- _DO THIS_: Convert every nonblank line of the listing below into a Markdown table with two columns, Row and Line. Number the rows in order and skip the blank lines.

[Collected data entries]

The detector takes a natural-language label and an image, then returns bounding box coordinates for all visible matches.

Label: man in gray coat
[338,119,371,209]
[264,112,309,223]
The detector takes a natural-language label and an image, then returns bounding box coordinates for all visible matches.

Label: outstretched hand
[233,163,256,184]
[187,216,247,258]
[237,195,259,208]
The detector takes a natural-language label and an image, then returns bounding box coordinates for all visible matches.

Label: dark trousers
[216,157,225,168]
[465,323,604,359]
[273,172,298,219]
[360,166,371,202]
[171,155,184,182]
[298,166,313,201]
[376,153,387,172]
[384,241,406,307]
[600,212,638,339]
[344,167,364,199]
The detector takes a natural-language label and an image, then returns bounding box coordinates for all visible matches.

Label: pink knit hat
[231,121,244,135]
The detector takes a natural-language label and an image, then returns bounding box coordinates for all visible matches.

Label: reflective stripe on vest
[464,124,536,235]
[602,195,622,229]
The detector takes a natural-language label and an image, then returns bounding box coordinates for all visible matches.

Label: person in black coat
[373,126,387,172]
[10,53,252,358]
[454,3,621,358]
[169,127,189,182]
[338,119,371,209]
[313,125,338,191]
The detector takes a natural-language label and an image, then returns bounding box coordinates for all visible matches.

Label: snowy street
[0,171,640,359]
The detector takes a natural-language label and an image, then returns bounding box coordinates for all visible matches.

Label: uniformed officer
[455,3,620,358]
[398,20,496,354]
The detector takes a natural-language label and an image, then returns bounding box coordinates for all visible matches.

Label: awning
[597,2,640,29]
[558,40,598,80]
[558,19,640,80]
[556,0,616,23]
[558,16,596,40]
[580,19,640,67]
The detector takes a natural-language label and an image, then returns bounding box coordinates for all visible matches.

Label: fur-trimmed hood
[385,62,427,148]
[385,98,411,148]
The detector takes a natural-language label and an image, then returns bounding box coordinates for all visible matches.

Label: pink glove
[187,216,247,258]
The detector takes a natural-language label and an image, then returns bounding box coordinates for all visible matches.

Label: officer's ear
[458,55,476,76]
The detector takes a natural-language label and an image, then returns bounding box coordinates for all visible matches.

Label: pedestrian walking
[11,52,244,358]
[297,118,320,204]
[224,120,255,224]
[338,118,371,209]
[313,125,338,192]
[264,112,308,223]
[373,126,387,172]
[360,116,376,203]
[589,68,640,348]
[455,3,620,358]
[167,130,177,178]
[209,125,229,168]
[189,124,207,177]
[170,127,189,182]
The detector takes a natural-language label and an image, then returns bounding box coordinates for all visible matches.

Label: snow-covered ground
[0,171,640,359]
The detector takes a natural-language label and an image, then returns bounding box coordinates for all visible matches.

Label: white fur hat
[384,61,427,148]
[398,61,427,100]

- _EXERCISE SOLUTION_:
| Row | Line |
|---|---|
| 1 | The detector takes a natural-language label and an image, then returns bounding box coordinates for all visible matches. |
| 2 | Label: man in gray coat |
| 3 | [338,119,371,209] |
| 4 | [264,112,309,223] |
| 5 | The detector takes a natural-language label and an image, then returns bounding box coordinates for all visible matches. |
| 6 | Label: outstretched hand |
| 7 | [233,163,256,184] |
| 8 | [187,216,247,258] |
| 9 | [237,195,259,208] |
| 10 | The detector takes a natural-language label and an image, then returns bounding box coordinates for all visible matches. |
| 11 | Label: dark trousers |
| 12 | [216,157,225,168] |
| 13 | [465,323,604,359] |
| 14 | [273,172,298,219] |
| 15 | [360,166,371,202] |
| 16 | [171,155,184,182] |
| 17 | [298,166,313,201] |
| 18 | [376,153,387,172] |
| 19 | [384,241,406,307] |
| 20 | [600,212,638,339] |
| 21 | [344,167,364,199] |
| 22 | The detector takes a natural-language label and an image, then returns bounding box coordinates for all visible matches. |
| 23 | Label: pink knit hat |
| 24 | [231,121,244,135] |
| 25 | The detector takes a natural-language label and an image, then returns bounding box coordinates for all visible matches. |
| 26 | Label: reflective stripe on vest |
| 27 | [464,124,536,235] |
| 28 | [602,195,622,229] |
| 29 | The detector takes a natural-language label and an image, then returns bounding box coordinates for all visible matches. |
| 30 | Label: person in black coat |
| 31 | [373,126,387,172] |
| 32 | [10,53,252,358] |
| 33 | [454,3,621,358] |
| 34 | [169,127,189,182] |
| 35 | [338,119,371,209] |
| 36 | [313,125,338,191] |
| 37 | The detector takes a natural-language label and an image, then returns bounding box coordinates for all visible matches. |
| 38 | Label: snowy street |
| 39 | [0,171,640,359] |
| 40 | The detector takes a natural-language label and an image, then returns bounding box coordinates for all visible matches. |
| 41 | Label: uniformed officer |
| 42 | [455,3,620,358] |
| 43 | [398,20,496,354] |
| 44 | The detector takes a natural-language label and an image, then returns bounding box coordinates for all visible matches. |
| 45 | Label: awning |
| 46 | [597,2,640,29] |
| 47 | [558,40,598,80] |
| 48 | [558,19,640,80] |
| 49 | [556,0,616,23] |
| 50 | [558,16,596,40] |
| 51 | [580,19,640,67] |
| 52 | The detector takes a natural-language label and an image, then returns bounding box coordinates for all visible matches. |
| 53 | Label: fur-trimmed hood |
| 54 | [385,62,427,148] |
| 55 | [385,98,411,148] |
| 56 | The detector takes a natural-language label and an image, then returns bounding box coordinates for all visible matches. |
| 57 | Label: pink glove |
| 58 | [187,216,247,258] |
| 59 | The detector takes a natural-language label and an image, then returns bounding box coordinates for all visible matches. |
| 60 | Label: officer's ear |
| 61 | [458,55,476,76] |
| 62 | The detector takes a natural-language label and an image, then returns bounding box coordinates for all visible matches. |
| 63 | Label: pedestrian walking |
| 64 | [11,52,244,358] |
| 65 | [297,118,320,204] |
| 66 | [224,120,255,224] |
| 67 | [338,118,371,209] |
| 68 | [313,125,338,192] |
| 69 | [264,112,308,223] |
| 70 | [373,126,387,172] |
| 71 | [360,116,376,203] |
| 72 | [589,68,640,348] |
| 73 | [455,3,620,358] |
| 74 | [167,130,177,178] |
| 75 | [209,125,229,168] |
| 76 | [189,124,207,177] |
| 77 | [170,127,189,182] |
| 78 | The detector takes a natural-language label and an image, then returns bounding box coordinates for all visible matches. |
| 79 | Label: snow-covered ground |
| 80 | [0,171,640,359] |
| 81 | The detector takes a natural-language label and an image, then returns bounding box coordinates for all visible matches. |
| 82 | Label: white fur hat |
| 83 | [384,61,427,148] |
| 84 | [398,61,427,100] |